-- PASSAGE PROVIDED start --

Re: [PATCH] locking/osq_lock: Optimize osq_lock performance using per-NUMA

From: Waiman Long
Date: Tue Feb 20 2024 - 13:16:53 EST



On 2/20/24 02:30, Guo Hui wrote:
After extensive testing of osq_lock,
we found that the performance of osq_lock is closely related to
the distance between NUMA nodes.The greater the distance
between NUMA nodes,the more serious the performance degradation of
osq_lock.When a group of processes that need to compete for
the same lock are on the same NUMA node,the performance of osq_lock
is the best.when the group of processes is distributed on
different NUMA nodes,as the distance between NUMA nodes increases,
the performance of osq_lock becomes worse.

This patch uses the following solutions to improve performance:
Divide the osq_lock linked list according to NUMA nodes.

-- PASSAGE PROVIDED end --
-- DATA ROWS start --

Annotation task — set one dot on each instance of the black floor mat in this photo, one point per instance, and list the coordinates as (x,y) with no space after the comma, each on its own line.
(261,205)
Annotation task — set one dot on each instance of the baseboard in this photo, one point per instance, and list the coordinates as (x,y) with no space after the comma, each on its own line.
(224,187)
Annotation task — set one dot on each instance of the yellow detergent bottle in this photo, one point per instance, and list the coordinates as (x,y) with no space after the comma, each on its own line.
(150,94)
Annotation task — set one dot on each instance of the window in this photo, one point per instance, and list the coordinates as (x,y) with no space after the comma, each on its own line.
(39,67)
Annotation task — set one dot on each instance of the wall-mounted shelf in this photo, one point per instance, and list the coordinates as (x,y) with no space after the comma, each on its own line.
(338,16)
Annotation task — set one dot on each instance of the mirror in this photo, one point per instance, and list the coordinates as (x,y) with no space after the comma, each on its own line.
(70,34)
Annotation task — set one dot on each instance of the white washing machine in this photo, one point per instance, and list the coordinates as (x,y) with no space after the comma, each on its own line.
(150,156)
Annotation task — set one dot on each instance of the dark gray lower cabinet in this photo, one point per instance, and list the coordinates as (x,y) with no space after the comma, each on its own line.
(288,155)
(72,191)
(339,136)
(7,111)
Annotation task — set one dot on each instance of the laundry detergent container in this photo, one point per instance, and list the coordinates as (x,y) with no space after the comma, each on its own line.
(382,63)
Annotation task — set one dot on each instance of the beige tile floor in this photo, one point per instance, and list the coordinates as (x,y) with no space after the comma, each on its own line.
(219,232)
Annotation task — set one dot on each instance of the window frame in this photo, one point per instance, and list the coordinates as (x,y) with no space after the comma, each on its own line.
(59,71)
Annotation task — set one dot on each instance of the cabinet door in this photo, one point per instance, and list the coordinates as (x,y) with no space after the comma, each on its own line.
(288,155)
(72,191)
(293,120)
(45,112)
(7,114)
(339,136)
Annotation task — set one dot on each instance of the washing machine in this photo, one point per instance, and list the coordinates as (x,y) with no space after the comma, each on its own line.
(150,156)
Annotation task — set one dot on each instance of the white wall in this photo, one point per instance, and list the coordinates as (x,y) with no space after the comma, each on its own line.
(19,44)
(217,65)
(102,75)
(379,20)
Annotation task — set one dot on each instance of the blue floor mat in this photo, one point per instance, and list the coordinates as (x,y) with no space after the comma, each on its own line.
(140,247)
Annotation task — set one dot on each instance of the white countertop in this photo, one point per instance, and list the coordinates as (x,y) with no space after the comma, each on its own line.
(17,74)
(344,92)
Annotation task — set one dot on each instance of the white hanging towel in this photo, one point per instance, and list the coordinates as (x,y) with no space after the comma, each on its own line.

-- DATA ROWS end --

• WHAT THE EXERCISE ASKS:
In the osq_lock message, under what condition does osq_lock perform best? Please answer from the osq_lock message only, without relying on the listing.

• RESPONSE BELOW:
When the group of processes competing for the same lock is on the same NUMA node.